PROBLEM DETAILS:
Using the entries that follow, write out the line containing "Target: rose stem", the line containing "Target: rose blossom cluster", and every line between them, exactly and nothing else.

(ENTRIES PROVIDED)

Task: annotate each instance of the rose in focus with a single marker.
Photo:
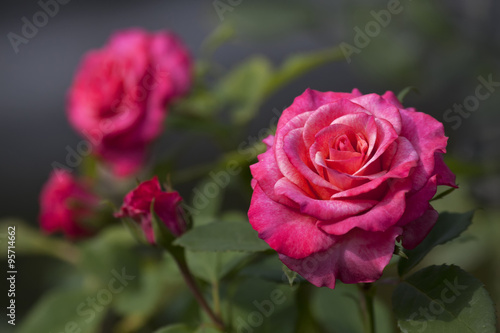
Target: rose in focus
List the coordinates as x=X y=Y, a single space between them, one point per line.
x=345 y=176
x=119 y=95
x=137 y=206
x=65 y=204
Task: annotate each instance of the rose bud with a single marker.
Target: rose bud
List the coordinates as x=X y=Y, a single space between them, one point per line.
x=137 y=206
x=119 y=95
x=65 y=205
x=345 y=176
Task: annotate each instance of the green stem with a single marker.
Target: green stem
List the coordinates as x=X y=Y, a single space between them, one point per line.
x=215 y=297
x=190 y=282
x=368 y=291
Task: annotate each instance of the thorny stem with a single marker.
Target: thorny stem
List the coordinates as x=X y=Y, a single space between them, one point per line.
x=368 y=291
x=188 y=278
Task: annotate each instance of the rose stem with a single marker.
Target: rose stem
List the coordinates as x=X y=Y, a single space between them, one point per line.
x=368 y=291
x=188 y=278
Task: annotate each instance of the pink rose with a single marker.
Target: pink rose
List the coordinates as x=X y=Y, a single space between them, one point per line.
x=65 y=203
x=137 y=206
x=118 y=98
x=346 y=175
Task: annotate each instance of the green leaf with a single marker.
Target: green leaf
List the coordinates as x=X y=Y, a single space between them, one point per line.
x=205 y=208
x=113 y=249
x=443 y=194
x=338 y=310
x=262 y=307
x=176 y=328
x=157 y=283
x=30 y=241
x=213 y=266
x=443 y=299
x=269 y=268
x=64 y=311
x=448 y=226
x=299 y=64
x=243 y=88
x=402 y=94
x=222 y=236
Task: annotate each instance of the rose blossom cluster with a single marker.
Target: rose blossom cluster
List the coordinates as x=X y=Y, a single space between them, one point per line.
x=120 y=92
x=345 y=176
x=118 y=102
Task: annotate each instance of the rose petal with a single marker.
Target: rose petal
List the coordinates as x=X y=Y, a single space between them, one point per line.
x=325 y=115
x=357 y=257
x=382 y=216
x=426 y=135
x=311 y=100
x=381 y=109
x=404 y=160
x=288 y=231
x=326 y=210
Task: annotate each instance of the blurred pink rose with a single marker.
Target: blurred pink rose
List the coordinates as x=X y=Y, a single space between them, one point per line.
x=344 y=176
x=119 y=95
x=65 y=203
x=137 y=206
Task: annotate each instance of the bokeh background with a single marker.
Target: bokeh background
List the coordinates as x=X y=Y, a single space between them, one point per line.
x=440 y=48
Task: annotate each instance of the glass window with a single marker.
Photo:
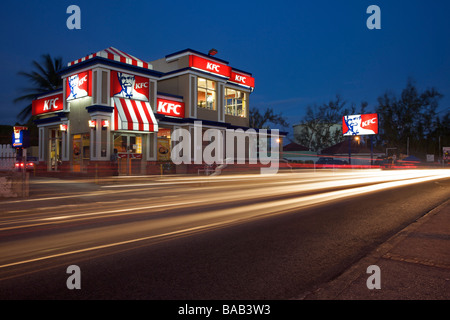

(End ENTRIES PROVIDED)

YOUR SOLUTION:
Target: rose stem
List the coordinates as x=X y=Y, a single space between them, one point per line.
x=368 y=291
x=188 y=278
Task: annotate each instance of the pink rose with a single marker.
Target: pink rose
List the coordinates as x=X y=Y, a single space between them, one point per line.
x=65 y=203
x=137 y=206
x=118 y=98
x=346 y=175
Task: annotate each instance of the green leaf with a single marker.
Target: green leaf
List the coordinates as x=X y=Y, a single space between them, one point per line.
x=205 y=208
x=113 y=249
x=443 y=194
x=338 y=310
x=262 y=307
x=176 y=328
x=157 y=283
x=30 y=241
x=213 y=266
x=443 y=299
x=269 y=268
x=64 y=311
x=448 y=226
x=299 y=64
x=243 y=88
x=402 y=94
x=222 y=236
Task: annotate each instance of the rose blossom cluster with a single marker.
Target: rose blossom cluster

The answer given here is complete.